Non, je vous assure que le CRIF et d’autres organisations s’étaient alors indignées contre le parti pris pro-arabe du général De Gaulle, et encore davantage après que celui-ci eut parlé d’un « peuple sûr de lui-même et dominateur ». À l’époque, les États, à commencer par la France, étaient anti-israéliens par realpolitik, notamment afin de ne pas s’aliéner le pouvoir pétrolier arabe, mais les médias protestaient contre ce mercantilisme.
Les choses se sont aujourd’hui inversées: après l’agression du Hamas, les gouvernements occidentaux, inquiets de la montée de l’islamisme, ont affiché des positions plutôt convenables à l’égard d’Israël, tandis que la majorité des médias, influencés par une idéologie sommairement gauchisante, ont au contraire diabolisé l’État hébreu. Prenons un exemple: j’ai lu cet après-midi un merveilleux article d’un intellectuel arabe qui disait tout le mal qu’il pense du Hamas. Ce type-là, rare critique dans son propre camp, n’a aucune chance d’être interviewé par Le Monde, alors que tous les professeurs d’université israéliens qui critiquent leur gouvernement, comme Gideon Levy, de Haaretz, ou Zeev Sternhell, y ont table ouverte. Un peu comme si on ne demandait leur avis sur la politique étrangère de la France qu’à Besancenot et Duflot.

*CONSIGNE 1*. Selon l'extrait sur les médias et Israël, pourquoi les États, à commencer par la France, étaient-ils anti-israéliens à l'époque ?
L'extrait et les lignes n'ont pas la même origine.

*LIGNES D'ENTRÉE*.
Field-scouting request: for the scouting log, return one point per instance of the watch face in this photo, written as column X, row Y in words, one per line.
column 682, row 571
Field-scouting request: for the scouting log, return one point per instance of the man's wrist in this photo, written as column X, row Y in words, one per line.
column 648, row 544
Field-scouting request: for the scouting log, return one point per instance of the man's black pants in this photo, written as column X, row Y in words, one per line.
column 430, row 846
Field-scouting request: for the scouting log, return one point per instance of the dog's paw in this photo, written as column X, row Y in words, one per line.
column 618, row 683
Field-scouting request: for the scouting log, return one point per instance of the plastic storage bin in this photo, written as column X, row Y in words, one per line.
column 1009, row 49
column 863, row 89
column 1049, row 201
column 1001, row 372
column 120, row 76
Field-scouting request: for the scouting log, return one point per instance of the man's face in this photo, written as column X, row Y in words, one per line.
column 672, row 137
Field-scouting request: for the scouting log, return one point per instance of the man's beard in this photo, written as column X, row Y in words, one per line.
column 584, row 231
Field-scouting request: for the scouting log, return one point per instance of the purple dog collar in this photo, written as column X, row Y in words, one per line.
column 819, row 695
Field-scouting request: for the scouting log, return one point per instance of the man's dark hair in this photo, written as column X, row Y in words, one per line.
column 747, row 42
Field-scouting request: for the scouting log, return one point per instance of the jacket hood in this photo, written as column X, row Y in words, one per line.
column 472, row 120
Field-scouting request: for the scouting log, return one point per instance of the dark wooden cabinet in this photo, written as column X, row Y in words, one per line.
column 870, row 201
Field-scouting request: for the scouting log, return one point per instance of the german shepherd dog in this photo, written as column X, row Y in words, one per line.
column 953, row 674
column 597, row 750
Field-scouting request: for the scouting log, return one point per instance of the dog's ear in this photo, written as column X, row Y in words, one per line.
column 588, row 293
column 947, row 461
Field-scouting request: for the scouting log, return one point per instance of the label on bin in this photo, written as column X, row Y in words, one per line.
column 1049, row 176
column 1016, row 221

*CONSIGNE 2*. Comptez les lignes d'entrée qui contiennent la chaîne « face », en tenant compte de la casse, et indiquez seulement ce nombre.

*RÉPONSE FINALE 1*. Par realpolitik, notamment afin de ne pas s'aliéner le pouvoir pétrolier arabe.

*RÉPONSE FINALE 2*. 2